** WHAT IS NEEDED **
Find each line in the records below that contains the word "stand" and copy those lines out in full.

** RECORD EXTRACTS **
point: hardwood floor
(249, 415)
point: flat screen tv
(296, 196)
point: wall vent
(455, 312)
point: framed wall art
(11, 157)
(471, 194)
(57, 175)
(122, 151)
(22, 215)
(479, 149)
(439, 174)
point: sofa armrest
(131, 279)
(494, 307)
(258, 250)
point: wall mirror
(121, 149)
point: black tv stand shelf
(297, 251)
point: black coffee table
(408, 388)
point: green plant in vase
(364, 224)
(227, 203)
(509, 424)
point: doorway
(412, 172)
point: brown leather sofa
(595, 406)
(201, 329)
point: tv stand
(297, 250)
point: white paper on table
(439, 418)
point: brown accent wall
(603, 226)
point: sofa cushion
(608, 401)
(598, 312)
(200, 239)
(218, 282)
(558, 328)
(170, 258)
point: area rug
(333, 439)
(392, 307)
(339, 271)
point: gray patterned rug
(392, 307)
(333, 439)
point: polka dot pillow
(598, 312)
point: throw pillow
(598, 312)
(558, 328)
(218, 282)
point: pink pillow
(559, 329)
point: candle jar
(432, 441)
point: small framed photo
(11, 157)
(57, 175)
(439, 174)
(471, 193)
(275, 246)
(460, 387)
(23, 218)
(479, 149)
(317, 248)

...

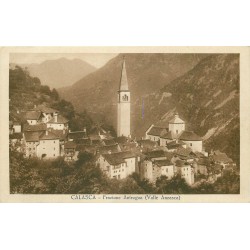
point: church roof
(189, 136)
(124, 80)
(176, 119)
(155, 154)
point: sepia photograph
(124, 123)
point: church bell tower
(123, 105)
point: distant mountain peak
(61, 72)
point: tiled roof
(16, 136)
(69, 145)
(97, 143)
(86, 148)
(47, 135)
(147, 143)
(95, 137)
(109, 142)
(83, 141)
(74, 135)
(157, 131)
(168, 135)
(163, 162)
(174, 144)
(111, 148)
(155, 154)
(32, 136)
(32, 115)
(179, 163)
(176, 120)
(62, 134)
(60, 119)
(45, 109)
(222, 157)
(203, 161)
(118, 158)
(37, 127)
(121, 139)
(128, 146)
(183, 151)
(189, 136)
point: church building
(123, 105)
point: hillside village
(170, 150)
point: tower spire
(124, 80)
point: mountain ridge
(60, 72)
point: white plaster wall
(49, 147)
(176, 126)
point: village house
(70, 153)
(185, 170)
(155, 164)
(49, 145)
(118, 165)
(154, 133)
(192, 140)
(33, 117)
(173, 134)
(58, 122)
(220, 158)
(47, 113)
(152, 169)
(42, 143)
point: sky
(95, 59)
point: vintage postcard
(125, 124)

** ANSWER TO THIS PROBLEM **
point: black tv stand shelf
point: tv stand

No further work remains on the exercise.